* [Data lines]
----------------

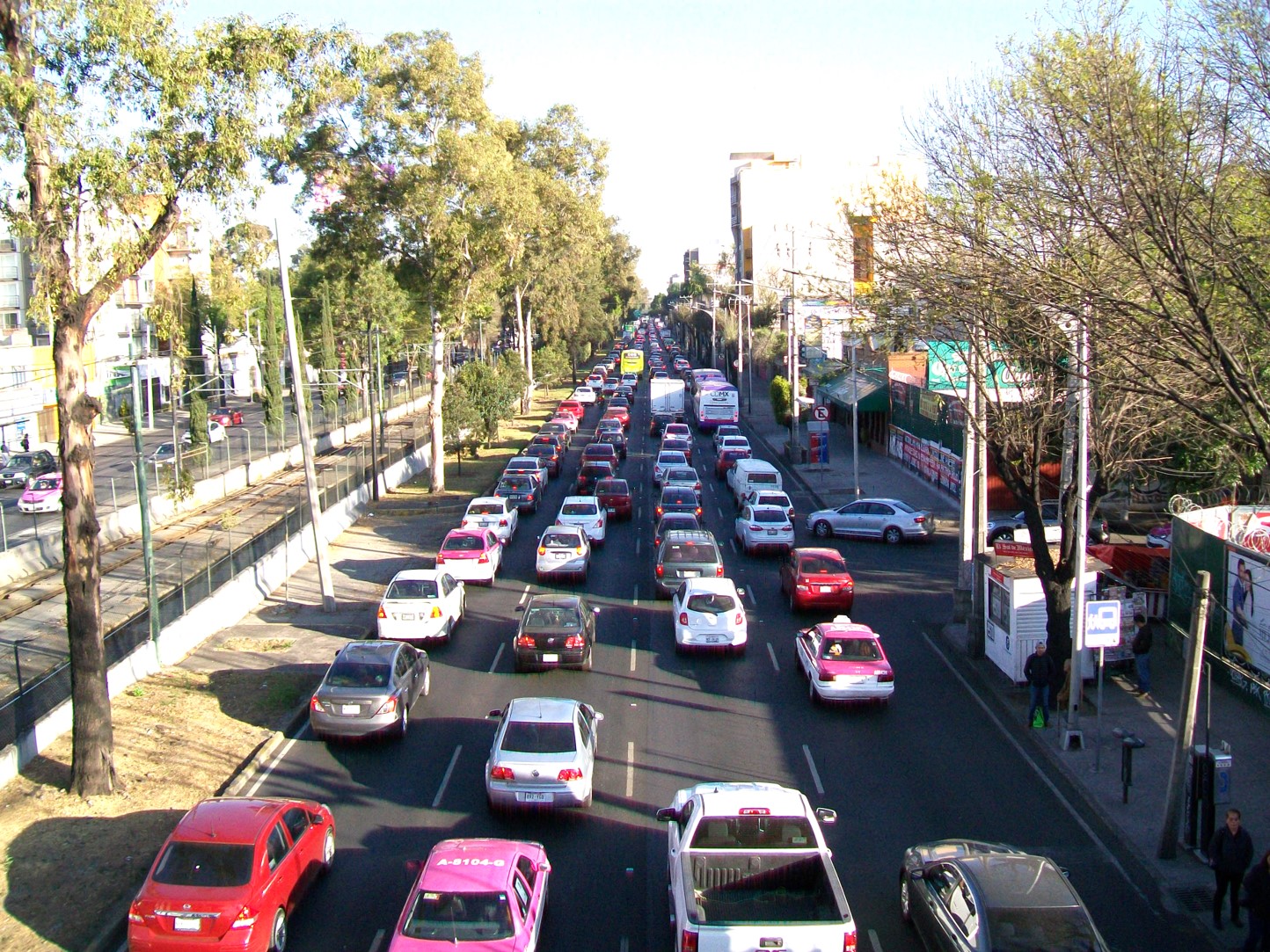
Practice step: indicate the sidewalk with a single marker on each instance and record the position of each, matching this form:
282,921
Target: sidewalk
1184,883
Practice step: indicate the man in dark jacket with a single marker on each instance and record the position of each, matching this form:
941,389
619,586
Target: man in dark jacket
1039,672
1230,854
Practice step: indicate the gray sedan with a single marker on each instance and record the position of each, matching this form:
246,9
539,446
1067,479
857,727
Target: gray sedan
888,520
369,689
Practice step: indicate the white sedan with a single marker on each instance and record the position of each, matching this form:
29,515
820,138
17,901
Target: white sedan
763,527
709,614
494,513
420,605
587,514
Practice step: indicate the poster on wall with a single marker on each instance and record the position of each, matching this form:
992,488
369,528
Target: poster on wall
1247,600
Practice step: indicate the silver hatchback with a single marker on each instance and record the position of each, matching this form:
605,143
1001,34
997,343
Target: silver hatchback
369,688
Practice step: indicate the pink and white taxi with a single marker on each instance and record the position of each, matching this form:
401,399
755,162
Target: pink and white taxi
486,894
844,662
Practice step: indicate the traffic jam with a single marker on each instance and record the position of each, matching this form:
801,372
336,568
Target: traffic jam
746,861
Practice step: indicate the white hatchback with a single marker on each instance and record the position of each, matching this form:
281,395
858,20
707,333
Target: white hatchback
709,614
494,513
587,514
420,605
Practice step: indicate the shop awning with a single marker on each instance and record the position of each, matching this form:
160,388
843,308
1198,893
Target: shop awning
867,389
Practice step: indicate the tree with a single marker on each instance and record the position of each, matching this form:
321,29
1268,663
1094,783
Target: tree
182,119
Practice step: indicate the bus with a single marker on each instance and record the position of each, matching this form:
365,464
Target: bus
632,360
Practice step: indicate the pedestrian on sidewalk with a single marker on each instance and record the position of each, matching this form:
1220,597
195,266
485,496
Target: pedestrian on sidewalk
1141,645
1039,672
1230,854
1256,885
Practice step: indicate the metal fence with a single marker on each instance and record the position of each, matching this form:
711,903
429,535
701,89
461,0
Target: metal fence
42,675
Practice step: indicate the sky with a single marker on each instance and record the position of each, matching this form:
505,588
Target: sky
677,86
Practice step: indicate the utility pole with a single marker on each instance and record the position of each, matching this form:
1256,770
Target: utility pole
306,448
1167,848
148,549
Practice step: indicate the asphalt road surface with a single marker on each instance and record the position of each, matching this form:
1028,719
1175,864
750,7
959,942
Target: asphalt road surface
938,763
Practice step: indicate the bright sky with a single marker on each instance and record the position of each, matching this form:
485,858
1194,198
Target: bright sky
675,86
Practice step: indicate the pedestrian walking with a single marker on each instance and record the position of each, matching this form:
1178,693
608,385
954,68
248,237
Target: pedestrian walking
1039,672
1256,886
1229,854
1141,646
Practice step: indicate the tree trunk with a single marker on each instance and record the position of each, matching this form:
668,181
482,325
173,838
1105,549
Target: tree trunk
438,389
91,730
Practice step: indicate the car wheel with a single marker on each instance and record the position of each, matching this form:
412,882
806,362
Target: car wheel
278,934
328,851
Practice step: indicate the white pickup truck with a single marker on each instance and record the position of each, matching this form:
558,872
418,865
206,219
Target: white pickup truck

----------------

Copy out the stretch from the line containing "Practice step: indicate the car" through the end of the material, with every line unchanged.

* [Finished exercise]
Practice step: indicate the car wheel with a single marker on each instance and record the position of each, matching this form:
412,882
806,362
Target: car wheel
278,934
328,851
Practice step: indicate the white pickup truck with a single marker on each instance and record the position of each, matching this form:
558,872
418,865
206,219
Target: white pickup truck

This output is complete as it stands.